[Data records]
= = = =

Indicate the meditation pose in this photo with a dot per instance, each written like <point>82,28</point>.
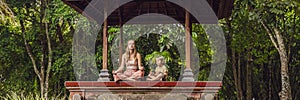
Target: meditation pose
<point>160,72</point>
<point>131,59</point>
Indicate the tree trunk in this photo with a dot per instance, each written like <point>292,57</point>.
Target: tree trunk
<point>248,78</point>
<point>277,40</point>
<point>235,75</point>
<point>270,79</point>
<point>239,78</point>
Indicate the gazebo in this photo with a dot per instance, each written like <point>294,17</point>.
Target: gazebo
<point>120,12</point>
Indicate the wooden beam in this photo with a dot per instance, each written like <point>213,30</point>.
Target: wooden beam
<point>121,35</point>
<point>105,45</point>
<point>187,40</point>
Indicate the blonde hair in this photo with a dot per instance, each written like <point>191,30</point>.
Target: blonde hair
<point>160,58</point>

= = = =

◆ What the task requires ◆
When you reach the line holding "Indicate the gazebo" in the records above, begin reproducing exactly, stop after the line holding "Indicate the blonde", and output nothing else.

◆ Result of this exercise ◆
Indicate the gazebo in this photo with a dot per instance, each written like <point>294,17</point>.
Target: gazebo
<point>120,12</point>
Indicate the wooden beam in this photo with a dot per instance, each written like <point>213,30</point>.
Target: wooden beam
<point>121,35</point>
<point>105,45</point>
<point>187,40</point>
Indicate the blonde hair in this photo with a dot per instance, each written like <point>191,30</point>.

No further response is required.